__Input data__:
+ + +
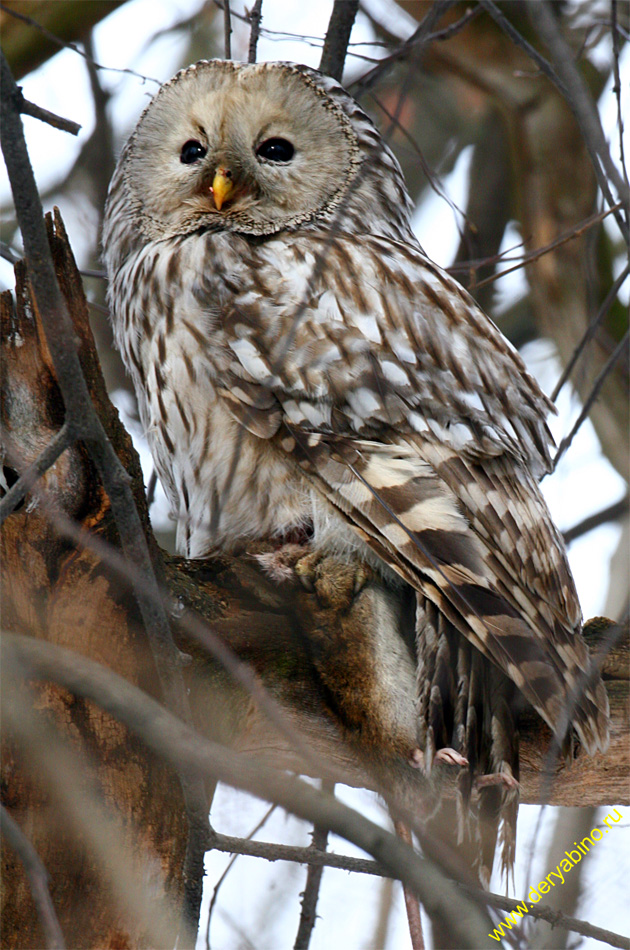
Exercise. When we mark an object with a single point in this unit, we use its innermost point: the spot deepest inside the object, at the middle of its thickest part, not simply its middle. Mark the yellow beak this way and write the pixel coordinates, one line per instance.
+ + +
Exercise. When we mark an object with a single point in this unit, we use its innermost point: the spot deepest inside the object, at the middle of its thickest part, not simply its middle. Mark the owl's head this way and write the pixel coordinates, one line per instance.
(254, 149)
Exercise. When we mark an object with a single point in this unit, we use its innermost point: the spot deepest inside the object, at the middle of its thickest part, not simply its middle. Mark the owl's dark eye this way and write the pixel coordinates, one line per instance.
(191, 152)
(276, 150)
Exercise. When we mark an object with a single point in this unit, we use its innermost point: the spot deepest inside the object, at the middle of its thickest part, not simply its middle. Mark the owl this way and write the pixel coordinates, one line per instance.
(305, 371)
+ + +
__Goal of the exercise__:
From the rows above, keep only those that contain the word "with" and copy them out.

__Result of the exercise__:
Exercise. When we mark an object with a single point in this unit, we use its innermost point: the spot deepest inside the object, at the middle of its thickest part, not simply its middle. Mark the yellow beak this way and write the pixel coordinates, one line per instance.
Exercise. When we mark an object with a single point in this unit, we use its innermost point: the spot deepest inside the object, at the middle of its thickest part, not simply its middle. Mark the owl's head this way and write the pixel coordinates, one line per instance.
Exercise. When we mark an object with a single point in this unit, we use its innermost point: the spot deepest inside the object, at the middle of its thickest part, not simply its middle. Mark the owl's dark eye this way and write the pixel coordinates, one line per instance.
Exercise. When we mark an object with a single point in this unit, we use its innermost point: the spot deepest inside the object, at the middle of its thickest part, not simply its middle. Mark the owl this way and write the pixel coordinates, one line per instance.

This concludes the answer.